#### [EXTRACT PROVIDED]
--- --- ---

Caffeine and Menopausal Symptoms

What Is the Association?

Stephanie S. Faubion, MD; Richa Sood, MD; Jacqueline M. Thielen, MD; Lynne T. Shuster, MD

Disclosures

Menopause. 2015;22(2):155-158. 

In This Article

Results

A total of 2,507 MHQs were completed during the study period. We also eliminated those questionnaires that had incomplete data and those completed by individuals seen at subsequent visits (in other words, we only kept the first questionnaire if a woman completed the same form when returning for later visits). Furthermore, only women aged 40 years or older were included in the analysis to focus on the menopausal transition. The MHQs from 1,806 women were ultimately included in the study. Of these 1,806 women (mean age, 53.7 y; range, 40-82 y), 84% reported consumption of caffeine and 7% were current smokers. Most women (69%) reported being postmenopausal. Menopause status was similar among caffeine users and nonusers. The prevalence of cigarette smoking was higher in those who consumed caffeine than in those who did not ( Table 1 ).

Compared with those who did not consume caffeine, caffeine users had higher mean (SD) vasomotor symptom bother scores (2.30 [0.91] vs 2.15 [0.94], P = 0.011). After adjustment for smoking and menopause status, caffeine use remained significantly associated with increased vasomotor symptom bother (P=0.027).

There were no significant associations between caffeine use and symptom domains other than the neurocognitive domain ( Table 2 ). For this domain, no significant differences were found on univariable analyses. However, on multivariable analyses, after adjustment for menopause status and cigarette smoking, the use of caffeine was associated with decreased neurocognitive symptom bother (P = 0.035). There was some suggestion of a caffeine–menopause status interaction (P = 0.058), implying that the association between caffeine use and neurocognitive symptoms might differ between those who were menopausal and those who were not. On further analysis, caffeine use was found to be associated with lower neurocognitive symptom bother in premenopausal women who were caffeine users compared with nonusers (2.00 [0.61] vs 2.19 [0.68], P = 0.030), but no difference was found in postmenopausal women (1.87 [0.62] vs 1.88 [0.61], P=0.77).

--- --- ---

#### [ASSIGNED TASK]
Please rewrite the passage of the caffeine and menopause text starting with "A total of 2,507" and going on through "( Table 1 ).", changing "cigarette smoking" to "tobacco smoking".

--- --- ---

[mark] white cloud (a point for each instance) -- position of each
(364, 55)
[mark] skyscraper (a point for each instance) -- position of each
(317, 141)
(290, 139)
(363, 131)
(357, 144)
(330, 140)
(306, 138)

--- --- ---

#### [WRITTEN ANSWER]
A total of 2,507 MHQs were completed during the study period. We also eliminated those questionnaires that had incomplete data and those completed by individuals seen at subsequent visits (in other words, we only kept the first questionnaire if a woman completed the same form when returning for later visits). Furthermore, only women aged 40 years or older were included in the analysis to focus on the menopausal transition. The MHQs from 1,806 women were ultimately included in the study. Of these 1,806 women (mean age, 53.7 y; range, 40-82 y), 84% reported consumption of caffeine and 7% were current smokers. Most women (69%) reported being postmenopausal. Menopause status was similar among caffeine users and nonusers. The prevalence of tobacco smoking was higher in those who consumed caffeine than in those who did not ( Table 1 ).